* _EXERCISE_
Can you format each line of the items below as a Markdown table with two columns, Row and Line, numbering the rows and leaving out blank lines?
========================================================================
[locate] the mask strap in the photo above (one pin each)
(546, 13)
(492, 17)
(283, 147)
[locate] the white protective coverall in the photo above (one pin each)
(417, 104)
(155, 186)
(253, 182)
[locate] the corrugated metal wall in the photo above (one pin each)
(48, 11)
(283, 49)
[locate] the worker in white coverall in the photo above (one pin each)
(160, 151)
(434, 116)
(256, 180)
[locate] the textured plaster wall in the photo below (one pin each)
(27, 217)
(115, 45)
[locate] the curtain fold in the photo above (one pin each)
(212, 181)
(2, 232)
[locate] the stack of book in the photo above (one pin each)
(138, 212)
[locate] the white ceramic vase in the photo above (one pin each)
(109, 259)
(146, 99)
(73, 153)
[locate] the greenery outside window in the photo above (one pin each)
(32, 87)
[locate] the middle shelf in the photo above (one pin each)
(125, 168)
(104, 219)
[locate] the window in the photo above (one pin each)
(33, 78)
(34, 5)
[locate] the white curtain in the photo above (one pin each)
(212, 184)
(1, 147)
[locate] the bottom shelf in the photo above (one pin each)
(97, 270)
========================================================================
* _REPLY TO THE EXERCISE_
| Row | Line |
|---|---|
| 1 | [locate] the mask strap in the photo above (one pin each) |
| 2 | (546, 13) |
| 3 | (492, 17) |
| 4 | (283, 147) |
| 5 | [locate] the white protective coverall in the photo above (one pin each) |
| 6 | (417, 104) |
| 7 | (155, 186) |
| 8 | (253, 182) |
| 9 | [locate] the corrugated metal wall in the photo above (one pin each) |
| 10 | (48, 11) |
| 11 | (283, 49) |
| 12 | [locate] the worker in white coverall in the photo above (one pin each) |
| 13 | (160, 151) |
| 14 | (434, 116) |
| 15 | (256, 180) |
| 16 | [locate] the textured plaster wall in the photo below (one pin each) |
| 17 | (27, 217) |
| 18 | (115, 45) |
| 19 | [locate] the curtain fold in the photo above (one pin each) |
| 20 | (212, 181) |
| 21 | (2, 232) |
| 22 | [locate] the stack of book in the photo above (one pin each) |
| 23 | (138, 212) |
| 24 | [locate] the white ceramic vase in the photo above (one pin each) |
| 25 | (109, 259) |
| 26 | (146, 99) |
| 27 | (73, 153) |
| 28 | [locate] the greenery outside window in the photo above (one pin each) |
| 29 | (32, 87) |
| 30 | [locate] the middle shelf in the photo above (one pin each) |
| 31 | (125, 168) |
| 32 | (104, 219) |
| 33 | [locate] the window in the photo above (one pin each) |
| 34 | (33, 78) |
| 35 | (34, 5) |
| 36 | [locate] the white curtain in the photo above (one pin each) |
| 37 | (212, 184) |
| 38 | (1, 147) |
| 39 | [locate] the bottom shelf in the photo above (one pin each) |
| 40 | (97, 270) |